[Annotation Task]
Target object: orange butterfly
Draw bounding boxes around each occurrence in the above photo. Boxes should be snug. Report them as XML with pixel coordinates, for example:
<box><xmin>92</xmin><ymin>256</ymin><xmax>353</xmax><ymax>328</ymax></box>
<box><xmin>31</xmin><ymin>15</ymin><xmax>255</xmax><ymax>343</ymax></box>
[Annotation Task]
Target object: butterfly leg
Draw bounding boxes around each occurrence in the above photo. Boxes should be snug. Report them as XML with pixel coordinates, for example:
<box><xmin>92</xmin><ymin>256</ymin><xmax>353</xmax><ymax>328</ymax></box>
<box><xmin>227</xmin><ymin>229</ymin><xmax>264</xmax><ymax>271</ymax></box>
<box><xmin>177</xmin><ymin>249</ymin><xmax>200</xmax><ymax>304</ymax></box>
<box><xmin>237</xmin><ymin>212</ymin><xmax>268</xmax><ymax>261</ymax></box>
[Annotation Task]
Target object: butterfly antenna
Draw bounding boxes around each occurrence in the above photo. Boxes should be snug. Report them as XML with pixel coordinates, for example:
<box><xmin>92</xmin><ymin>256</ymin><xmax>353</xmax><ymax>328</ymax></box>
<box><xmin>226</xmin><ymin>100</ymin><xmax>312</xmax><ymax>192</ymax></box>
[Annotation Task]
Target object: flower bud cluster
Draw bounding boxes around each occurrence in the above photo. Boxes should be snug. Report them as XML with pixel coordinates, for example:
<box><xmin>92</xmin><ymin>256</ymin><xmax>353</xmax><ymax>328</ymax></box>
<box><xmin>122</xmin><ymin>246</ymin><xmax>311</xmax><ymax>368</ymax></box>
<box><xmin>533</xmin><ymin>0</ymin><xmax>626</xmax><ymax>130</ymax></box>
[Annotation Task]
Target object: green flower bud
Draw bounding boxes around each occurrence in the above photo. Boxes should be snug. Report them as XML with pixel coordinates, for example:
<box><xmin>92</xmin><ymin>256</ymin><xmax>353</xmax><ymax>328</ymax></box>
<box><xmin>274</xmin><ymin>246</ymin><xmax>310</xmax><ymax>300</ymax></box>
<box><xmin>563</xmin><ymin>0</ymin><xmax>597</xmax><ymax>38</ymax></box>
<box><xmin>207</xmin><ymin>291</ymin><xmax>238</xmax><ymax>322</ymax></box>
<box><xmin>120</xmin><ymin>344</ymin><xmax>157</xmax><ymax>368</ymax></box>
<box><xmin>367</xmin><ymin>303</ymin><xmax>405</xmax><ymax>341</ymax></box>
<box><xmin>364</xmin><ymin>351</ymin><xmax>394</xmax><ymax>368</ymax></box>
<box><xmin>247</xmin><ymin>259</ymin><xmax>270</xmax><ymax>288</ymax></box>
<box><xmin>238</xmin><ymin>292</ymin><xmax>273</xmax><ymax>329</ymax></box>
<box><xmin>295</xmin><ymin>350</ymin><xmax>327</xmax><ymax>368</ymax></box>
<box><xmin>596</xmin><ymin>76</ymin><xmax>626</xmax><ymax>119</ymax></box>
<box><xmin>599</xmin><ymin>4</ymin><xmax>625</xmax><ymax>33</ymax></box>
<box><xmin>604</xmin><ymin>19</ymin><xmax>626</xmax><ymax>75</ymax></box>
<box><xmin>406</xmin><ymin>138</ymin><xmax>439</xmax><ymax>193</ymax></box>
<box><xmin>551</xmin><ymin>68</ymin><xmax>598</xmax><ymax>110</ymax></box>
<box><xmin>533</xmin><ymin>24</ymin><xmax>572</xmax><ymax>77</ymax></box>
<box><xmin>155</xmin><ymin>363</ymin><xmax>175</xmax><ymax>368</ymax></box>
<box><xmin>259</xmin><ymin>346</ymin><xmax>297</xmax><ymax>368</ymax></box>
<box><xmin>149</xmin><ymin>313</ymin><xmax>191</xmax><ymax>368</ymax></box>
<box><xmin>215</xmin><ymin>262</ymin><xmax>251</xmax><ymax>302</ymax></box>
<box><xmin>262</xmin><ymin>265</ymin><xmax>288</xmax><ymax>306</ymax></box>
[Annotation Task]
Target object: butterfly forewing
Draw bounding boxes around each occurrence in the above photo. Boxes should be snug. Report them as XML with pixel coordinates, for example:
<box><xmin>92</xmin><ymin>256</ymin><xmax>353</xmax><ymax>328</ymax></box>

───

> WHAT TO WORK ON
In the records above, find the lines holding "Target". Copy each one.

> SOLVED EXERCISE
Target object: orange butterfly
Target object: butterfly leg
Target object: butterfly antenna
Target object: flower bud cluster
Target object: green flower bud
Target object: butterfly forewing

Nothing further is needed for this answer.